(Given request): Continue the Gypsy chicken recipe from the point where it stops, supplying the steps that follow the seasoning of the chicken parts.

Gypsy Chicken (in Cast-Iron Skillet) image

Crispy Gypsy chicken in an amazing roasted red pepper sauce made in a cast-iron skillet - a chicken recipe to die for!

Provided by Adina

Categories     Poultry

Time 1h30m

Number Of Ingredients 7

4 large red bell peppers (Note 1)
1 chicken (about 3.3 lbs/ 1,5 kg (Note 2))
1 tablespoon vegetable oil
½ large garlic bulb (Note 3)
sweet paprika powder
fine sea salt and freshly ground black pepper
some parsley

Steps:

  • Roast peppers: Preheat the oven to 200 degrees Celsius/ 400 degrees Fahrenheit. Half and deseed the peppers. Place them on a tray lined with baking paper and roast them in the oven for about 20-30 minutes until the skin blackens. Remove from the oven and carefully transfer the peppers to a freezer bag. That will make the peeling easier. Leave them there until they are cool enough to handle.In the meantime, start cooking the chicken. Alternatively, you can grill the whole peppers and the chicken parts on the grill.
  • Divide the chicken into parts: chicken thighs, chicken drumsticks, and the breasts. Use the rests (wings, backbone, neck, and various scraps) to make chicken stock.
  • Season: Generously sprinkle the chicken parts on both sides with salt, pepper, and sweet paprika powder.

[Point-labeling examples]
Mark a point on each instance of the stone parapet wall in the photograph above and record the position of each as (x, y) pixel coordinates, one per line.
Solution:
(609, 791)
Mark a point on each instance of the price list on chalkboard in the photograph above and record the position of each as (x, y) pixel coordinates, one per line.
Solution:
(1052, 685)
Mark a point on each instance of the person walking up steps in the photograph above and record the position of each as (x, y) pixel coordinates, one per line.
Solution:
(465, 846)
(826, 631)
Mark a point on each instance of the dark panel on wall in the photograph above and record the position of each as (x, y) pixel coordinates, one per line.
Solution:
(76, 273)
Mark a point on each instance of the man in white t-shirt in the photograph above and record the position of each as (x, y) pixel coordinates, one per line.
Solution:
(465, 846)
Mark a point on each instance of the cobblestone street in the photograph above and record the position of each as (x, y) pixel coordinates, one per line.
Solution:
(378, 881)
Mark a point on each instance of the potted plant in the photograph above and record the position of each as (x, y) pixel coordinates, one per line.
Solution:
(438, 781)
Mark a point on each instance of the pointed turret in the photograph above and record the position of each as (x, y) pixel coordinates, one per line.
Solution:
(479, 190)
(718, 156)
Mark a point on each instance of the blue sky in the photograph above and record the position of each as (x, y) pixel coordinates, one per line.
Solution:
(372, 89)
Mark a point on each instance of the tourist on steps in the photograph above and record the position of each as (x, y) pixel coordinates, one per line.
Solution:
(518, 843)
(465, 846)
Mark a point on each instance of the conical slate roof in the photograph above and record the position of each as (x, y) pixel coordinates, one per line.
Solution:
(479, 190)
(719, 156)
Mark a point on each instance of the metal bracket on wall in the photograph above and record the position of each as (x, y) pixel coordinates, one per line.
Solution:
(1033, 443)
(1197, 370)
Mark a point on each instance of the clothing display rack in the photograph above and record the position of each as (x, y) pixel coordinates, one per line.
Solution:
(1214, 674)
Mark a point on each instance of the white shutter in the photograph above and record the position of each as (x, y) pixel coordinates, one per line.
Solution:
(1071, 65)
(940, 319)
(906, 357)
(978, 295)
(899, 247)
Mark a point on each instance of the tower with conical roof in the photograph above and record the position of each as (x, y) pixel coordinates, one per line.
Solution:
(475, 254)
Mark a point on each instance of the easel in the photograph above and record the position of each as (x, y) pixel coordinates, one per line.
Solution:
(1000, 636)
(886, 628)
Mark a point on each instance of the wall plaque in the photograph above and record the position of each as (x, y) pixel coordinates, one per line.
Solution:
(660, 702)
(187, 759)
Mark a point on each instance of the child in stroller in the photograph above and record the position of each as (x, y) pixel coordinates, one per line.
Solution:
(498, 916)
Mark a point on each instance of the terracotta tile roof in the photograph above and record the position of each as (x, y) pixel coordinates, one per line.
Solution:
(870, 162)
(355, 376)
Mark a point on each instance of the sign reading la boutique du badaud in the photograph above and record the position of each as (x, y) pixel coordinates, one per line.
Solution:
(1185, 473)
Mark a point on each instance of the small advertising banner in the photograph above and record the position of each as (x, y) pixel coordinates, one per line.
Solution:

(Reply to the task):
  • Cook: Heat the skillet. Add the chicken parts, skin side down, and let cook, unmoved, on medium heat for 10 minutes.
  • Flip: Carefully flip the chicken pieces and turn the heat down to medium-low. Continue cooking for about 20-30 minutes. Check if the chicken is cooked through by piercing it at its thickest part. The juices should run clear. If the juices are still pink, continue cooking and recheck every 5 minutes (Note 4).
  • Prepare sauce: While the chicken is cooking, peel the roasted peppers and slice them into thin slices. Finely grate or press the garlic cloves. Place the garlic into a bowl, add some salt and pepper. Stir very well. Add 250 ml/ 1 cup cold water and stir. Add the pepper slices and stir.
  • Finish: When the chicken is cooked through, pour the garlic pepper sauce into the skillet. Sprinkle with the chopped parsley and serve with white bread or polenta.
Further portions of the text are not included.